▶ **ФОРМУЛИРОВКА ЗАДАНИЯ**:
Воспроизведите участок материала от строки, содержащей «Pick out the grass», до строки, содержащей «Pick out the lush», включительно, заменив в нем «grass bank» на «riverbank». Все остальное оставьте без изменений.

▶ **ФРАГМЕНТ НАБОРА ДАННЫХ**:
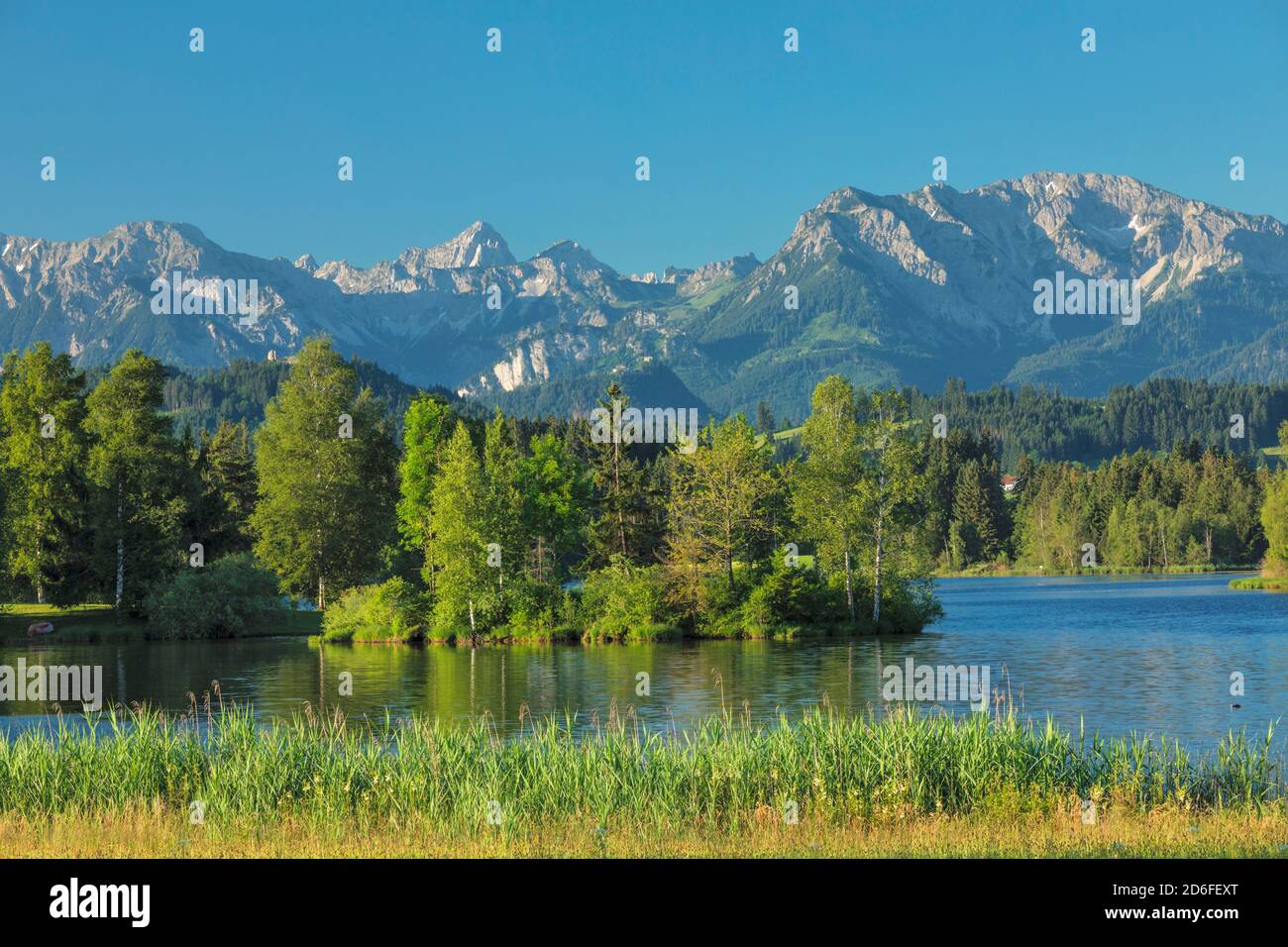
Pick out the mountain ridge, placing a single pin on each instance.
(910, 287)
* * *
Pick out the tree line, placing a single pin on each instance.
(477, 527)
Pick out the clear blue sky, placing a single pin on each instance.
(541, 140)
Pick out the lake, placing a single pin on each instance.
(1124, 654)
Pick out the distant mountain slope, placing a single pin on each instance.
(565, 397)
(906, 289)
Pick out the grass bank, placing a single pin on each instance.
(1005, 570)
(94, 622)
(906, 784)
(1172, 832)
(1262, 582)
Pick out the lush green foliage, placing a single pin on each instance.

▶ **РЕЗУЛЬТАТ ВЫПОЛНЕНИЯ**:
Pick out the riverbank, placing a single pin on each instance.
(1005, 570)
(94, 622)
(906, 784)
(1172, 832)
(1262, 582)
Pick out the lush green foliage, placing a single pin on each instance.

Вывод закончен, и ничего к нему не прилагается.